■ SET PROBLEM: Please update the data below by changing "even-odd rule" to "odd-even rule" everywhere it occurs and keeping everything else unchanged. Leave the pictures out of your answer.

======== THE DATA

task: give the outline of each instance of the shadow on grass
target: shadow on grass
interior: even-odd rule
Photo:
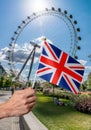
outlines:
[[[47,99],[47,100],[45,100]],[[60,116],[60,115],[69,115],[76,110],[71,106],[57,106],[53,102],[53,97],[45,97],[44,101],[39,100],[34,108],[34,113],[38,113],[44,116]]]

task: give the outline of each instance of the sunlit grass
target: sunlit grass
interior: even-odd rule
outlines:
[[[71,106],[56,106],[53,97],[38,94],[33,112],[48,130],[91,130],[91,115]]]

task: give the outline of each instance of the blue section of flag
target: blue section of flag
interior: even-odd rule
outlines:
[[[77,94],[84,66],[53,44],[44,42],[36,73],[44,80]]]

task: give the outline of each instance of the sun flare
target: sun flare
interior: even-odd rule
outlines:
[[[24,0],[22,3],[22,10],[24,12],[45,10],[49,6],[49,2],[46,0]]]
[[[44,10],[47,7],[47,2],[44,0],[37,0],[33,2],[33,9],[35,11]]]

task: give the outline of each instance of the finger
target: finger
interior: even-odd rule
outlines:
[[[32,102],[36,102],[37,97],[33,96],[33,97],[29,97],[27,98],[27,102],[26,103],[32,103]]]

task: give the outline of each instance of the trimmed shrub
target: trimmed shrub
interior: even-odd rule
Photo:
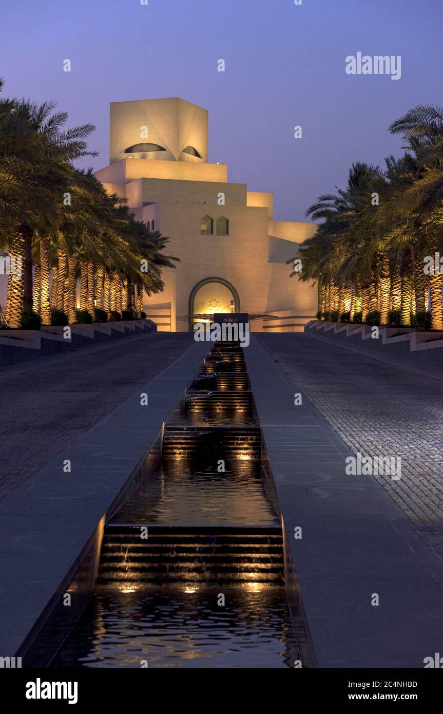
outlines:
[[[53,308],[51,311],[51,324],[56,327],[65,327],[68,323],[68,316],[63,310]]]
[[[94,310],[94,322],[108,322],[108,313],[101,308],[96,308]]]
[[[382,317],[380,310],[371,310],[366,316],[367,325],[380,325]]]
[[[387,313],[387,323],[389,327],[399,327],[401,322],[400,311],[389,310]]]
[[[39,330],[41,327],[41,318],[32,310],[25,309],[21,313],[22,330]]]
[[[92,315],[87,310],[76,310],[76,320],[78,325],[91,325]]]
[[[411,326],[421,332],[429,332],[432,329],[432,316],[426,310],[419,310],[411,316]]]

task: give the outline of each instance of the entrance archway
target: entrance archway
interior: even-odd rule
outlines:
[[[238,293],[230,283],[223,278],[205,278],[197,283],[190,291],[188,314],[229,313],[231,311],[231,301],[234,301],[233,311],[240,312]],[[189,318],[190,332],[193,331],[194,323],[198,321],[194,318]]]

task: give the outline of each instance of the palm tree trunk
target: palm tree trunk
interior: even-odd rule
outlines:
[[[88,261],[80,261],[80,309],[88,309]]]
[[[369,283],[362,287],[362,320],[366,320],[367,315],[370,310],[370,295]]]
[[[123,311],[131,312],[131,281],[128,278],[123,278],[123,296],[121,298]]]
[[[351,283],[351,304],[349,308],[349,318],[350,322],[354,320],[354,316],[355,315],[355,283]]]
[[[123,310],[123,293],[121,291],[121,280],[118,273],[116,273],[116,310],[121,315]]]
[[[138,317],[141,317],[143,311],[143,285],[137,286],[137,313]]]
[[[93,316],[96,307],[96,291],[94,276],[96,274],[96,263],[93,261],[88,261],[88,310]]]
[[[41,306],[41,268],[36,266],[34,271],[34,281],[32,283],[32,309],[34,312],[40,315]]]
[[[49,304],[49,239],[40,238],[40,265],[41,266],[41,322],[51,324],[51,306]]]
[[[326,285],[322,285],[322,299],[321,299],[321,302],[320,302],[320,307],[318,308],[320,311],[322,315],[323,314],[323,313],[326,310],[326,298],[327,298],[326,291],[327,291],[327,286]]]
[[[71,325],[76,320],[77,303],[77,261],[73,256],[68,258],[68,321]]]
[[[109,312],[111,310],[111,301],[109,296],[109,291],[111,288],[111,276],[109,275],[109,271],[105,271],[105,280],[104,280],[104,296],[103,296],[103,309],[106,312]]]
[[[391,278],[389,278],[389,260],[384,253],[382,256],[382,277],[380,278],[380,322],[387,324],[387,313],[389,310],[389,293]]]
[[[58,269],[56,266],[52,268],[52,283],[51,284],[51,308],[57,307],[57,285],[58,282]]]
[[[429,276],[431,287],[431,315],[433,330],[443,330],[443,307],[442,305],[442,288],[443,274],[434,273]]]
[[[16,266],[15,273],[10,273],[8,278],[8,291],[5,317],[9,327],[20,327],[21,313],[24,307],[32,307],[32,288],[29,292],[29,281],[32,285],[32,261],[28,256],[31,251],[32,231],[26,223],[17,223],[8,254],[11,263]],[[29,272],[31,270],[31,277]],[[25,303],[25,285],[26,301]],[[29,304],[30,301],[30,304]]]
[[[377,278],[375,277],[375,273],[372,271],[371,273],[371,279],[370,282],[370,311],[372,312],[373,310],[377,310]]]
[[[405,327],[411,324],[411,291],[412,281],[409,275],[403,276],[402,280],[402,299],[400,303],[400,325]]]
[[[399,310],[402,304],[402,276],[398,260],[395,262],[391,280],[391,308]]]
[[[68,268],[68,259],[66,253],[60,248],[57,251],[58,258],[58,279],[57,280],[57,309],[63,310],[66,312],[65,307],[67,308],[67,295],[66,294],[66,272]],[[66,298],[66,306],[65,306],[65,298]]]
[[[415,256],[414,260],[414,288],[415,290],[415,312],[426,310],[427,293],[427,276],[423,270],[423,260],[421,262]]]
[[[119,281],[120,277],[117,271],[113,271],[111,276],[111,309],[113,311],[117,309],[117,292]]]
[[[105,299],[105,268],[103,266],[97,266],[97,286],[96,288],[97,296],[97,307],[100,310],[104,309]]]

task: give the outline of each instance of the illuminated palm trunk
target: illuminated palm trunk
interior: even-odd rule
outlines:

================

■ WRITTEN REPLY:
task: give the outline of each instance of the shadow on grass
target: shadow on grass
interior: odd-even rule
Photo:
outlines:
[[[47,99],[47,100],[45,100]],[[60,116],[60,115],[69,115],[76,110],[71,106],[57,106],[53,102],[53,97],[45,97],[44,101],[39,100],[34,108],[34,113],[38,113],[44,116]]]

task: give the outline of each instance of the sunlit grass
target: sunlit grass
interior: odd-even rule
outlines:
[[[71,106],[56,106],[53,97],[38,94],[33,112],[48,130],[91,130],[91,115]]]

task: give the outline of each instance of the blue section of flag
target: blue section of flag
interior: odd-even rule
outlines:
[[[77,94],[84,66],[53,44],[44,42],[36,73],[44,80]]]

task: give the outline of each instance of the sun flare
target: sun flare
interior: odd-even rule
outlines:
[[[24,0],[22,3],[22,10],[24,12],[45,10],[49,6],[49,2],[46,0]]]
[[[44,10],[47,7],[47,2],[44,0],[37,0],[33,2],[33,9],[35,11]]]

task: give the outline of each instance of the finger
target: finger
interior: odd-even rule
outlines:
[[[32,102],[36,102],[37,97],[33,96],[33,97],[29,97],[27,98],[27,102],[26,103],[32,103]]]

task: give the outline of each instance of the trimmed shrub
target: trimmed shrub
interior: odd-even rule
Photo:
outlines:
[[[53,308],[51,311],[51,324],[56,327],[65,327],[68,323],[68,316],[63,310]]]
[[[94,310],[94,322],[108,322],[108,313],[101,308],[96,308]]]
[[[382,317],[380,310],[371,310],[366,316],[367,325],[380,325]]]
[[[387,313],[387,323],[389,327],[399,327],[401,322],[400,311],[389,310]]]
[[[39,330],[41,327],[41,318],[32,310],[25,309],[21,313],[22,330]]]
[[[92,315],[87,310],[76,310],[76,320],[78,325],[91,325]]]
[[[411,326],[421,332],[429,332],[432,329],[432,316],[426,310],[419,310],[411,316]]]

task: give the outline of each instance of the entrance archway
target: entrance archway
interior: odd-even rule
outlines:
[[[238,293],[230,283],[223,278],[205,278],[197,283],[190,291],[188,314],[229,313],[231,311],[231,301],[234,301],[233,311],[240,312]],[[189,318],[190,332],[193,331],[194,323],[198,321],[194,318]]]

task: give the outline of each instance of the palm tree trunk
target: palm tree trunk
interior: odd-even rule
outlines:
[[[88,261],[80,261],[80,309],[88,309]]]
[[[369,283],[362,287],[362,320],[366,320],[367,315],[370,310],[370,295]]]
[[[123,311],[131,312],[131,281],[128,278],[123,278],[123,296],[121,298]]]
[[[351,283],[351,304],[349,308],[349,318],[350,322],[354,320],[354,316],[355,315],[355,283]]]
[[[123,310],[123,293],[121,291],[121,280],[118,273],[116,273],[116,310],[121,315]]]
[[[138,317],[141,317],[143,311],[143,285],[137,286],[137,313]]]
[[[93,316],[96,307],[96,291],[94,276],[96,274],[96,263],[93,261],[88,261],[88,310]]]
[[[41,306],[41,268],[36,266],[34,271],[34,281],[32,283],[32,309],[34,312],[40,315]]]
[[[49,304],[49,239],[40,238],[40,265],[41,266],[41,322],[51,324],[51,306]]]
[[[326,285],[322,285],[322,299],[321,299],[321,302],[320,302],[320,307],[318,308],[320,311],[322,315],[323,314],[323,313],[326,310],[326,298],[327,298],[326,291],[327,291],[327,286]]]
[[[71,325],[76,320],[77,303],[77,261],[73,256],[68,258],[68,321]]]
[[[109,312],[111,310],[111,301],[109,296],[109,291],[111,288],[111,276],[109,275],[109,271],[105,271],[105,280],[104,280],[104,296],[103,296],[103,309],[106,312]]]
[[[391,278],[389,278],[389,260],[384,253],[382,256],[382,277],[380,278],[380,322],[387,324],[387,313],[389,310],[389,293]]]
[[[58,269],[56,266],[52,268],[52,283],[51,284],[51,308],[57,307],[57,285],[58,282]]]
[[[429,276],[431,287],[431,315],[433,330],[443,330],[443,307],[442,305],[442,288],[443,274],[434,273]]]
[[[16,266],[15,273],[10,273],[8,278],[8,291],[5,317],[9,327],[20,327],[21,313],[24,307],[32,307],[32,288],[29,292],[29,281],[32,285],[32,261],[28,256],[31,251],[32,231],[26,223],[17,223],[8,254],[11,263]],[[29,272],[31,270],[31,277]],[[25,303],[25,285],[26,301]],[[29,304],[30,301],[30,304]]]
[[[377,278],[375,277],[375,273],[372,271],[371,273],[371,279],[370,282],[370,311],[372,312],[373,310],[377,310]]]
[[[405,327],[411,324],[411,291],[412,281],[409,275],[403,276],[402,280],[402,299],[400,303],[400,325]]]
[[[399,310],[402,304],[402,276],[398,260],[395,262],[391,280],[391,308]]]
[[[68,268],[68,259],[66,253],[60,248],[57,251],[58,258],[58,279],[57,280],[57,309],[63,310],[66,312],[65,307],[67,308],[67,295],[66,294],[66,272]],[[66,298],[66,306],[65,306],[65,298]]]
[[[415,256],[414,260],[414,288],[415,290],[415,312],[426,310],[427,293],[427,276],[423,270],[423,260],[421,262]]]
[[[119,281],[120,277],[117,271],[113,271],[111,276],[111,309],[113,311],[117,309],[117,292]]]
[[[105,299],[105,268],[103,266],[97,266],[97,286],[96,288],[97,296],[97,307],[100,310],[104,309]]]

task: give the outline of each instance of the illuminated palm trunk
target: illuminated palm trunk
interior: odd-even rule
outlines:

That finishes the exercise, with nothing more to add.